GIVEN TASK 1:
In the NCOM announcement, rewrite the paragraph beginning "The NCOM Legislative Task Force wishes" as a short list that keeps its main facts.
GIVEN TASK 2:
According to the NCOM announcement, which longtime board member retired this year from the NCOM Board of Directors?
GIVEN TASK 3:
Reproduce everything in the NCOM announcement from "WELCOME TO NCOM" down to "Delegate Greg Butcher.".

WELCOME TO NCOM The National Coalition of Motorcyclists would like to
welcome new NCOM board members "Little Jimmy" Rouse, Business Manager for the
Modified Motorcycle Association (MMA) of California; Jimi Ricci, Chairman of
the MMA of Massachusetts; and "Cotton" Tedder, President of the Concerned
Bikers Association (CBA) of North Carolina.

NCOM bids a fond farewell to longtime board member Rick Nail, past-President
of the CBA of North Carolina, who retired this year from the NCOM Board of
Directors.

The NCOM Legislative Task Force wishes to welcome aboard two new members: Joe
"Cowboy" Dickey, State Coordinator for ABATE of Pennsylvania, and Kate
Butcher, former State President of ABATE of West Virginia and wife of fellow
NCOM-LTF member West Virginia State Delegate Greg Butcher.

NCOM would also like to welcome ABATE of Utah, Texas ABATE Confederation, and
the Sons of Liberty Riders to the NCOM family of Member Groups.

WELCOME ABOARD TO ALL!

Items from a labeling collection:
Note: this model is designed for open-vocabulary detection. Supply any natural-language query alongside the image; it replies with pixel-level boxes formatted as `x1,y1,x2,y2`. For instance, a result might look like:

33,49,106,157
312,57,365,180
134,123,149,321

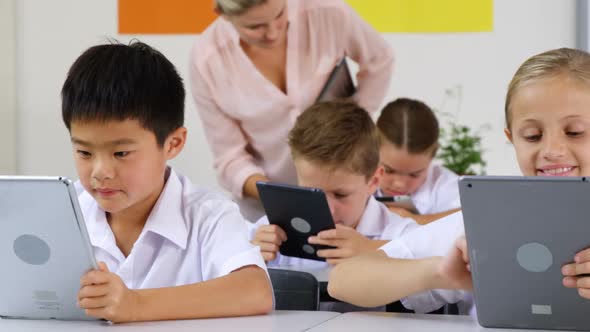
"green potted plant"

WRITTEN REPLY 1:
- The NCOM Legislative Task Force welcomes two new members.
- Joe "Cowboy" Dickey is State Coordinator for ABATE of Pennsylvania.
- Kate Butcher is former State President of ABATE of West Virginia and the wife of fellow NCOM-LTF member West Virginia State Delegate Greg Butcher.

WRITTEN REPLY 2:
Rick Nail, past-President of the CBA of North Carolina, retired this year.

WRITTEN REPLY 3:
WELCOME TO NCOM The National Coalition of Motorcyclists would like to
welcome new NCOM board members "Little Jimmy" Rouse, Business Manager for the
Modified Motorcycle Association (MMA) of California; Jimi Ricci, Chairman of
the MMA of Massachusetts; and "Cotton" Tedder, President of the Concerned
Bikers Association (CBA) of North Carolina.

NCOM bids a fond farewell to longtime board member Rick Nail, past-President
of the CBA of North Carolina, who retired this year from the NCOM Board of
Directors.

The NCOM Legislative Task Force wishes to welcome aboard two new members: Joe
"Cowboy" Dickey, State Coordinator for ABATE of Pennsylvania, and Kate
Butcher, former State President of ABATE of West Virginia and wife of fellow
NCOM-LTF member West Virginia State Delegate Greg Butcher.